▶ **Exercise**
Display every line of the material that contains the string "skin", copying each such line in full. Treat the match as case-sensitive.

(Location annotation dataset excerpts)
[start]

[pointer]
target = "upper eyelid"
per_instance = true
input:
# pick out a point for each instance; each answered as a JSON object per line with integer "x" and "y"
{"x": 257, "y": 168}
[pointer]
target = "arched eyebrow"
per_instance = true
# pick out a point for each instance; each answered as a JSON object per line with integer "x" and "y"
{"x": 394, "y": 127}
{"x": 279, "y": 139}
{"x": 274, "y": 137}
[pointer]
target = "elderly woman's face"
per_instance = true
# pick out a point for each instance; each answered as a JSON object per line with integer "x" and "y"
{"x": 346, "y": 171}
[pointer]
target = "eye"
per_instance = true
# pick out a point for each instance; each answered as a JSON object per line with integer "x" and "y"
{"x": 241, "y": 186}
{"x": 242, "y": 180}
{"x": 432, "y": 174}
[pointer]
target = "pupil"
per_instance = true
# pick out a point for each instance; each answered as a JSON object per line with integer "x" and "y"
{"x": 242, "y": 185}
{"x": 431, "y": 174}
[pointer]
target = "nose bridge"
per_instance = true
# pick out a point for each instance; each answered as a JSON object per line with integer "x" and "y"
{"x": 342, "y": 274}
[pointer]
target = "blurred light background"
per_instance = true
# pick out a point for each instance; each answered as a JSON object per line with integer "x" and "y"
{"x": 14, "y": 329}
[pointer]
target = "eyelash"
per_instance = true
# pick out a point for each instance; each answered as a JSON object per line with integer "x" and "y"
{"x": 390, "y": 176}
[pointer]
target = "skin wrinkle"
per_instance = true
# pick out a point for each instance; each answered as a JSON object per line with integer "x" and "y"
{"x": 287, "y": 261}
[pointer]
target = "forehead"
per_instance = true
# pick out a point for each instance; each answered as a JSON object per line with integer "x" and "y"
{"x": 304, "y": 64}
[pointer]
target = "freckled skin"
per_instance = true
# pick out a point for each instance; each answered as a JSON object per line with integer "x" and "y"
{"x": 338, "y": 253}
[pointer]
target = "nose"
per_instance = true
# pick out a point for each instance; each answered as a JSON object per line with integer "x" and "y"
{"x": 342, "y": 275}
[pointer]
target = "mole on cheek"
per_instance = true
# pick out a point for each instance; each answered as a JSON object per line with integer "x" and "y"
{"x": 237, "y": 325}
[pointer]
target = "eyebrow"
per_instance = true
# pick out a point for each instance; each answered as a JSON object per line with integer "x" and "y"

[end]

▶ **Exercise answer**
target = "skin wrinkle"
target = "freckled skin"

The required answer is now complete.